§ **Verilen metin**

-=-=-

Emsal Mahkeme Kararı İstanbul Bölge Adliye Mahkemesi 12. Hukuk Dairesi 2020/1455 E. 2023/267 K. 23.02.2023 T.

Görüntülediğiniz mahkeme kararı kesinleşmiş bir karardır.

T.C.
İSTANBUL
BÖLGE ADLİYE MAHKEMESİ
12. HUKUK DAİRESİ
DOSYA NO: 2020/1455
KARAR NO: 2023/267
T Ü R K M İ L L E T İ A D I N A
İ S T İ N A F K A R A R I
İNCELENEN KARARIN
MAHKEMESİ: İSTANBUL 15. ASLİYE TİCARET MAHKEMESİ
TARİHİ: 22/09/2020
NUMARASI: 2020/254 Esas – 2020/491 Karar
DAVA: Menfi Tespit
İSTİNAF KARAR TARİHİ: 23/02/2023
Davanın reddine ilişkin verilen kararın davacı vekili tarafından istinaf edilmesi üzerine düzenlenen rapor ve dosya kapsamı incelenip gereği görüşülüp düşünüldü;
DAVA: Davacı vekili; müvekkili ile davalı arasında imzalanan 10.04.2013 tarihli protokole göre müvekkilinin, davalıdan 50.000-TL tutarında nakit borç aldığını ve davalı lehine senet verdiğini, davalının iş bu senede dayanarak 02.05.2013 tarihinde Gaziosmanpaşa … İcra Dairesi’nin … E. numarasıyla kambiyo senetlerine özgü icra takibine giriştiğini, takip kesinleştikten hemen sonra ise müvekkili adına kayıtlı İstanbul ili Gaziosmanpaşa ilçesi … Mahallesi … pafta, … ada, … parsel sayılı taşınmaz üzerine haciz koydurduğunu, söz konusu taşınmaz üzerine müvekkilinin borçlu olduğu bir diğer icra dosyası nedeniyle 22.01.2014 tarihinde İstanbul … İcra Dairesi’nin … E. sayılı dosyasıyla … lehine 39.995-TL değerinde ikinci bir haciz konulduğunu, bunun üzerine müvekkilinin, davalıya olan 50.000-TL’lik borcuna mahsuben söz konusu taşınmazın hacizli bir şekilde devrini teklif ettiğini, davalının söz konusu taşınmazı 20.03.2014 tarihinde hacizli olarak devraldığını, gayrimenkulün değerinin hem borcu hem de ikinci haczi karşılamakta ve hatta bakiye bir meblağın kalmakta olduğunu, takipsizlik sebebiyle işlemden kalkan … E. sayılı dosyanın, davalı tarafından 20.04.2015 tarihinde 2015/4052 E. numarasıyla yenilendiğini, davalının icra takibini yenileyip halen alacağı varmış gibi kötüniyetli olarak hukuki yollara başvurduğunu belirterek müvekkilinin borçlu olmadığının tespitine, takibin iptaline karar verilmesini talep ve dava etmiştir.

-=-=-

§ **Verilen malzeme**
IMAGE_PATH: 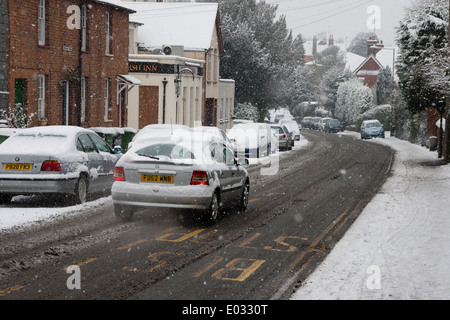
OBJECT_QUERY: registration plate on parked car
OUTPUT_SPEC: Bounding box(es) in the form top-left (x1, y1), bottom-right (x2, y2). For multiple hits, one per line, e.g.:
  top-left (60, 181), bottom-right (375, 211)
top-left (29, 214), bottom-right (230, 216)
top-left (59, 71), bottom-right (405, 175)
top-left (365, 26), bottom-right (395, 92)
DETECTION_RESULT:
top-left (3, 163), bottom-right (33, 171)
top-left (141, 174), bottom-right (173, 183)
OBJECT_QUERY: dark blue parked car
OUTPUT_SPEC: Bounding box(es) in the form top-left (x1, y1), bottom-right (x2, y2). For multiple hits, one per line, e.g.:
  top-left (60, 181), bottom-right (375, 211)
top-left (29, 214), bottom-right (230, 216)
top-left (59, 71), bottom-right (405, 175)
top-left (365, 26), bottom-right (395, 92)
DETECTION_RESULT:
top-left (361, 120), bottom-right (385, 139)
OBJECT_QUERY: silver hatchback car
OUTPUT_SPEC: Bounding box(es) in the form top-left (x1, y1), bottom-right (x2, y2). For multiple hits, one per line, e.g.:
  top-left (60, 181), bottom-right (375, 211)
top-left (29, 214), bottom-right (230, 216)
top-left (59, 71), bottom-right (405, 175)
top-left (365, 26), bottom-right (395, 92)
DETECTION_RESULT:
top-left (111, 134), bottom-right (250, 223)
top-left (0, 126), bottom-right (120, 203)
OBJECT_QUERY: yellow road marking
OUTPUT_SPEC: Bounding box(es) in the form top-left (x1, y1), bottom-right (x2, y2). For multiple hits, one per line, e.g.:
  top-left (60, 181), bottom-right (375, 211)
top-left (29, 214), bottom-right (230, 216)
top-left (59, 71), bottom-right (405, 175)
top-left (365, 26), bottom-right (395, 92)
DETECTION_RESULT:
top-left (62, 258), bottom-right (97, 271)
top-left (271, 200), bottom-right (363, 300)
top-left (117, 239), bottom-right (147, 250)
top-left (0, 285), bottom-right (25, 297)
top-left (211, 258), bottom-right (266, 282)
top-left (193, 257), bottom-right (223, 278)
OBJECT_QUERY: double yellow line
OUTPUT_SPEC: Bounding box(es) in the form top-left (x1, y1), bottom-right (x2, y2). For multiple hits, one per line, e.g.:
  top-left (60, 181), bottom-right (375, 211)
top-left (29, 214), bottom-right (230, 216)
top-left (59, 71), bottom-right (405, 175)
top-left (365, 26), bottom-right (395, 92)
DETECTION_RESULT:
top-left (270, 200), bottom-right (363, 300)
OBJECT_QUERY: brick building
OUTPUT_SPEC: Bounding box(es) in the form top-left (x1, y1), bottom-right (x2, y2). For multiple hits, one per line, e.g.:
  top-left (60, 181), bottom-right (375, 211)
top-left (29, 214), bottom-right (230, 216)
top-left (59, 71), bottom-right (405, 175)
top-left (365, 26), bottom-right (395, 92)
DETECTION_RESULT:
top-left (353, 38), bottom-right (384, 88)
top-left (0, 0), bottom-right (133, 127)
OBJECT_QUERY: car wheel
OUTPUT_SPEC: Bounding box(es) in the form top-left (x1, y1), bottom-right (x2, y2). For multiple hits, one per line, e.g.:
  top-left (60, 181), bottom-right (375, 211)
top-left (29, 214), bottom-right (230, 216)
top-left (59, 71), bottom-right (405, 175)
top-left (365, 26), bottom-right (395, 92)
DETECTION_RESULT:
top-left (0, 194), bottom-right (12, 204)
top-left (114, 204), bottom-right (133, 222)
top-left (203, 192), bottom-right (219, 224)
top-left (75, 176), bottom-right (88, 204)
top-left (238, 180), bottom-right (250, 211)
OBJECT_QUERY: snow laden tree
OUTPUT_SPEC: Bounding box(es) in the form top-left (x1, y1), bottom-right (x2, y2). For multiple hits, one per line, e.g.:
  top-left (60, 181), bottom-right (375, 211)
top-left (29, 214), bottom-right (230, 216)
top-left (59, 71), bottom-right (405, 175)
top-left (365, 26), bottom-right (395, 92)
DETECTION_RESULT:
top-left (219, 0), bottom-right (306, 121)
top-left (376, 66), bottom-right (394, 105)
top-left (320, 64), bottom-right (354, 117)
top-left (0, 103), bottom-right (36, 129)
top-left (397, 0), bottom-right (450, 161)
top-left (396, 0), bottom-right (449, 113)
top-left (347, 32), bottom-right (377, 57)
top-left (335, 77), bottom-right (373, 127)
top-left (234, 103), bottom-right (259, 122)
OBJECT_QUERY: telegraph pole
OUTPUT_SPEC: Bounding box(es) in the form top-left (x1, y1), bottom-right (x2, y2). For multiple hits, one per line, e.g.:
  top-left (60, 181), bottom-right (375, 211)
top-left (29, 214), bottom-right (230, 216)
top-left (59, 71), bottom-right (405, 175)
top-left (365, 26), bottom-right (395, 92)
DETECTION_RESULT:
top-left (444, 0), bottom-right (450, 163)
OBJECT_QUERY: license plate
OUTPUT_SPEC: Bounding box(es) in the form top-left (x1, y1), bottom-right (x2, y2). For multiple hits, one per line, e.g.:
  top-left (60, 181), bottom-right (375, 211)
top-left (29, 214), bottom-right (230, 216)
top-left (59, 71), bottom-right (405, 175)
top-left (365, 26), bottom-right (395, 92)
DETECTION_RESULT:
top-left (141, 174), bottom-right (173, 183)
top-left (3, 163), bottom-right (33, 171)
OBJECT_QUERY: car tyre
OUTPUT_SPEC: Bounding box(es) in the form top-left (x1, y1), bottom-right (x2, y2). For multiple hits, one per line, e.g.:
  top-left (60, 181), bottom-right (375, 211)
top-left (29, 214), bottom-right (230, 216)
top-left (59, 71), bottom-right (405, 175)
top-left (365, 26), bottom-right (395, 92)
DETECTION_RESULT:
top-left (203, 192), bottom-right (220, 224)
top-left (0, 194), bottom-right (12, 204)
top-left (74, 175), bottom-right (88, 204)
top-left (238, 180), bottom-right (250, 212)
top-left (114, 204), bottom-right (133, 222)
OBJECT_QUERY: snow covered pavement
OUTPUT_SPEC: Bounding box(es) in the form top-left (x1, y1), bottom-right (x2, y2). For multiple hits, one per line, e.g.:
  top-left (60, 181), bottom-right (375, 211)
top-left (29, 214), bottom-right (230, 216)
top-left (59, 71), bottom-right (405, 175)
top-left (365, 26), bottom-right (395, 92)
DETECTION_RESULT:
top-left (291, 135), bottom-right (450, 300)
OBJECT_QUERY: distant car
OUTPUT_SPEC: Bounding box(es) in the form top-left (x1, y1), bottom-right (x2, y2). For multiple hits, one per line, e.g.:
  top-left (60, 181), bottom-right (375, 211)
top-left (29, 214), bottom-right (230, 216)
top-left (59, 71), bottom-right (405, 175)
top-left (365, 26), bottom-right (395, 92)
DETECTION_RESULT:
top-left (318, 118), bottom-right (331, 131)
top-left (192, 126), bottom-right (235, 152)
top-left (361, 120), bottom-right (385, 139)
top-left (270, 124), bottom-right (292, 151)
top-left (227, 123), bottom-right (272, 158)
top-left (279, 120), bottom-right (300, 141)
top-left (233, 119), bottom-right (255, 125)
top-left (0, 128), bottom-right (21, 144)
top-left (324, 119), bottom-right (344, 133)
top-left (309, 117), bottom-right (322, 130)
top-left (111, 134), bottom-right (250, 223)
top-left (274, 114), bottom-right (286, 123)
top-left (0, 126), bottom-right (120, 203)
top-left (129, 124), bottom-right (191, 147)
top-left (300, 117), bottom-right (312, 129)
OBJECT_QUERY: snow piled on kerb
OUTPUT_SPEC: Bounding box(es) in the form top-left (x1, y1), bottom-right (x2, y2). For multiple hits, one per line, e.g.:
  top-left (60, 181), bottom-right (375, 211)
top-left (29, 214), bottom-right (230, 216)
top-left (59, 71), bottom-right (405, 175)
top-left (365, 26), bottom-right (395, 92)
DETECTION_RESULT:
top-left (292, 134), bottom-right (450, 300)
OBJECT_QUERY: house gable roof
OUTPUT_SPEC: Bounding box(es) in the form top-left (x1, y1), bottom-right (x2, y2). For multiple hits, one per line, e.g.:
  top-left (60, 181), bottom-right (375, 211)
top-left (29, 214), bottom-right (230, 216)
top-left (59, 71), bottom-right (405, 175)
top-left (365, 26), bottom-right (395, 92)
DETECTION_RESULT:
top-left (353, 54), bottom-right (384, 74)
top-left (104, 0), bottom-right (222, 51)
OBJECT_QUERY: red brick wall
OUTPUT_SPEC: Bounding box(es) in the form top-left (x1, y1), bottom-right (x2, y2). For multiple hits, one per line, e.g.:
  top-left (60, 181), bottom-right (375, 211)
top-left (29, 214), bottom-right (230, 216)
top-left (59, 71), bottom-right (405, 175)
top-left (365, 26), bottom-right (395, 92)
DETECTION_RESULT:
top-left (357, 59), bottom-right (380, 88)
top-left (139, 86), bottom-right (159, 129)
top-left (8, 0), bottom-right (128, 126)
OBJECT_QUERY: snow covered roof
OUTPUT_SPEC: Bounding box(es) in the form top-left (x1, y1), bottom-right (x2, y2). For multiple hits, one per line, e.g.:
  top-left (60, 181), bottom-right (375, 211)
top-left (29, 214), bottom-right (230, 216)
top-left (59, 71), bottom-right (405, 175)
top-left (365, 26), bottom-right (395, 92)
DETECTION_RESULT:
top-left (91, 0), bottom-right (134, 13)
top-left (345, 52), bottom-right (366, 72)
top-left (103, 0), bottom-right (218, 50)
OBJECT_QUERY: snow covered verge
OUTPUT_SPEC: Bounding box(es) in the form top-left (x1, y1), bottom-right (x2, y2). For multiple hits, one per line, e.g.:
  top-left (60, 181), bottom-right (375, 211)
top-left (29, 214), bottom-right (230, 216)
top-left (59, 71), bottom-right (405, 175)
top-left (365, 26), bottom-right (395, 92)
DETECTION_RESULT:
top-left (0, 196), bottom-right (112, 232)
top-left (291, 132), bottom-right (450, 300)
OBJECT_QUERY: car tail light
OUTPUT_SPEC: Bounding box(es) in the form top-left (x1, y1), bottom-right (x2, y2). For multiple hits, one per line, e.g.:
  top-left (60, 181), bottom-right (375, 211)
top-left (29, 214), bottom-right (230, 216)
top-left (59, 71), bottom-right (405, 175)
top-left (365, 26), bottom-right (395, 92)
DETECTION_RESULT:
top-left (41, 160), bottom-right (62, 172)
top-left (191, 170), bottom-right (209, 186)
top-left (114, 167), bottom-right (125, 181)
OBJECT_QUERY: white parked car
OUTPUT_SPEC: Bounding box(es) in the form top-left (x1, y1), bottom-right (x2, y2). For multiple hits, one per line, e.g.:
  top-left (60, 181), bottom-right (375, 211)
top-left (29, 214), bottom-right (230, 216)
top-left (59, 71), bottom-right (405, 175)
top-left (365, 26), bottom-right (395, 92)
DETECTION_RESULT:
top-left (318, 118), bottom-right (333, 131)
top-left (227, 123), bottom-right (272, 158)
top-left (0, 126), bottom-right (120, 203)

-=-=-

§ **Görev**
Mahkeme kararına göre aşağıdaki ifadeler doğru mu? Her birine evet ya da hayır deyin ve karardaki belirleyici sözleri aynen alıntılayın.
(a) Davacı vekiline göre müvekkili, davalıdan 50.000 TL nakit borç almıştır.
(b) Davacı vekiline göre davalı, taşınmazı hacizsiz olarak devralmıştır.
(c) İncelenen karar İstanbul 15. Asliye Ticaret Mahkemesi tarafından verilmiştir.
Kayıtlara ihtiyaç yoktur.

§ **Tam çözüm**
(a) Evet: "davalıdan 50.000-TL tutarında nakit borç aldığını"
(b) Hayır: "davalının söz konusu taşınmazı 20.03.2014 tarihinde hacizli olarak devraldığını"
(c) Evet: "MAHKEMESİ: İSTANBUL 15. ASLİYE TİCARET MAHKEMESİ"